● PROBLEM TO SOLVE
Locate each line in the entries below that contains the word "water" and copy those lines. Case matters.

(Data items)
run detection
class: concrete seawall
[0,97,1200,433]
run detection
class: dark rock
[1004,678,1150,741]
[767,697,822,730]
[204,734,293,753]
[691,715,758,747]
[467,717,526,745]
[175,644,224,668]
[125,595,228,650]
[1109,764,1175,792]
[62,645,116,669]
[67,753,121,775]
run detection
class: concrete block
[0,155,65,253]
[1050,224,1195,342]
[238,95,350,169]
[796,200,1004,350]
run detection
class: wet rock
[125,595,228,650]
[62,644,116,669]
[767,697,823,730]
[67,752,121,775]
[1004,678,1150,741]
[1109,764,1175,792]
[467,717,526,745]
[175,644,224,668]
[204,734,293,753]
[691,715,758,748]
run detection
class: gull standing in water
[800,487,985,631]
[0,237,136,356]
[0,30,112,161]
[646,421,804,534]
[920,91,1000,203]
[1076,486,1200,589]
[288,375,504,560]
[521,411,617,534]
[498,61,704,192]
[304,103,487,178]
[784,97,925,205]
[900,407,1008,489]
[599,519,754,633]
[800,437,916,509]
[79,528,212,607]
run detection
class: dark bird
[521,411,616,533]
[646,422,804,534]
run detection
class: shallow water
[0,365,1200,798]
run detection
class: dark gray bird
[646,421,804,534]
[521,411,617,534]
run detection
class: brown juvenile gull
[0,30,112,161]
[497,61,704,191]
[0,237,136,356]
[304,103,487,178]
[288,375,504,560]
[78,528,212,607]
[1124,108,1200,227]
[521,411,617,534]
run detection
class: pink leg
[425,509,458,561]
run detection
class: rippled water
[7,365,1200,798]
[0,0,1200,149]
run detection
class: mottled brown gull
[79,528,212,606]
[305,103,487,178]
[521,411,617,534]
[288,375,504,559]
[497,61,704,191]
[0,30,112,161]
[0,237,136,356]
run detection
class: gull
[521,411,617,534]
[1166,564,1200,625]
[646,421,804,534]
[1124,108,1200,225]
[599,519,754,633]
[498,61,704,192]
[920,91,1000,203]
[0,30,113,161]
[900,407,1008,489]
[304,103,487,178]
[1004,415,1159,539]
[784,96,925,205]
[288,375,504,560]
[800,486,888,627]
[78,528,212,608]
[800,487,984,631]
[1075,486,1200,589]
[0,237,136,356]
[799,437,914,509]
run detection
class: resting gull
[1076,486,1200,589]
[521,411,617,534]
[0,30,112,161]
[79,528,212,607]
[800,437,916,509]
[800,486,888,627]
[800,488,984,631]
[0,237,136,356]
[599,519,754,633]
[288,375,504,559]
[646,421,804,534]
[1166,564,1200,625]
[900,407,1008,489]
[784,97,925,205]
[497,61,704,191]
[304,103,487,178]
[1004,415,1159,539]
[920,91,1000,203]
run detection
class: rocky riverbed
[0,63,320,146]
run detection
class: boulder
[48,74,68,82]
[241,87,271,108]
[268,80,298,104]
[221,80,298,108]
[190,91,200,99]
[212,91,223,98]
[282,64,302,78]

● TASK RESULT
class: gull standing in water
class: shallow water
class: rippled water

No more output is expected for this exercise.